### Excerpt to read:
Sunday, February 17, 2008

The Hamo Series

about 18 months ago I got a gig running Hamo's blog for a couple of weeks while he was away. More for my benefit (as in having a record) than for anything else, I am going to post the old posts from that time up on here - starting with my introductory post:

Grendel.

Ok - weird kinda name, like many internet handles.

There is a reason for it - anyone study early English literature? because this is from some of the very earliest. The story of how the hero Beowulf slew the monster Grendel. How I came to acquire the Dane-eating monster’s name rather than the hero’s is a whole other story.

So Hamo has turned me loose on his blog (”whatever you loose on earth shall be loosed in blog also. . .”) and he has suggested that I may provoke some discussion because I am in a different place than him.

“Oh crap! He’s let a catholic loose in the blogsphere!” Ha, not quite.

An Atheist (A post on that term later! And I’ll be talking to the one I heard say “thank God it wasn’t a catholic” about the spirit of ecumenism after class.)

So why would an atheist have an interest in a blog that is essentially about religion - and about communicating that religion to others?

Is it that I want to read it and then go have a laugh with all my atheist mates about how silly it all is?

Or am I here to convert people way from their faith from some bizarre sense of atheistic duty?

Or am I here, at the inspiration of some malevolent (and from my perspective - non-existent) spiritual power to lure the faithful into sin?

### Recorded information:
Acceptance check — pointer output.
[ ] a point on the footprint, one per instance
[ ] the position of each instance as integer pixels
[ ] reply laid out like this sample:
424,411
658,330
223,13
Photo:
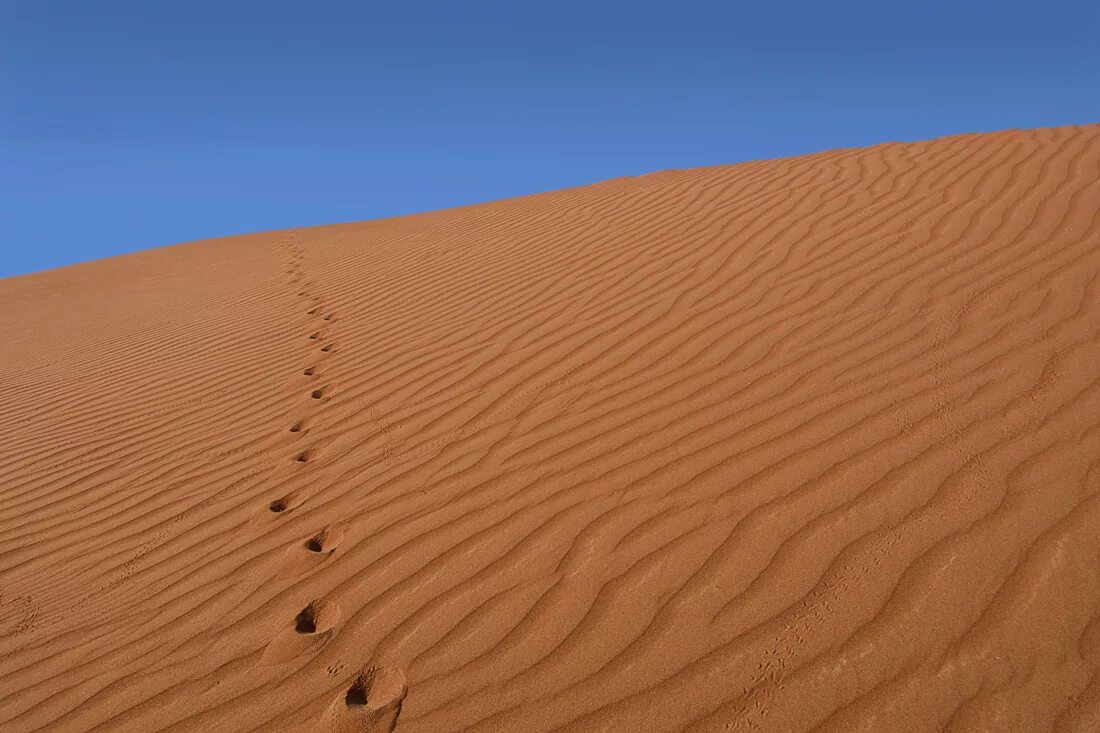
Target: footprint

### Aim of the exercise:
Resume the blog post about an atheist guest-writing on Hamo's blog, starting right after its final sentence. The listing was taken from a different source than the text.

### Response to this exercise:
Well, none of the above response are correct.

Mostly I’m here because of Hamo.

He’s a good bloke, he cares about people, and unlike many of us he acts in ways that make that care a reality not rhetoric.

He also likes coffee and he lives in Brighton. I first encountered Hamo in planning for a backyard blitz up here in Brighton, and he talked about what he was doing here. My background predisposed me to listen to what Hamo had to say and also to recognise his genuineness and commitment to what he feels is where ‘the spirit’ is leading him.

Now, it would be easy for me to engage at this point on trying to explain away ‘Holy Spirit’ as impulses derived from a deep empathy combined with an ethos that makes demands outside the normal realm of dedication to genetic family and immediate social supports. To engage in that exercise would become tedious in the extreme (at least to me) and I am not in the business of attacking those who have faith. I see that as disrespectful, a denial of rights and in (most) cases a futile exercise.

So Hamo has handed his blog over to a self-described athiest for two weeks. What kind of opportunities does this pose for those involved in missional Christianity? That is really up to you - I’m willing to take the discussion along some wide ranging paths - not so much from a debate about who is right or wrong, but more about the role of church and faith in my world.

I’m going to leave the first post there because I’d like to see what the reaction is to our experiment at this point. In the next post I will provide a little more background about me and how I moved to where I am now (spiritually speaking).

At the very least this fortnight will be an interesting exploration into why people who have faith, lose it and their journey from that point on.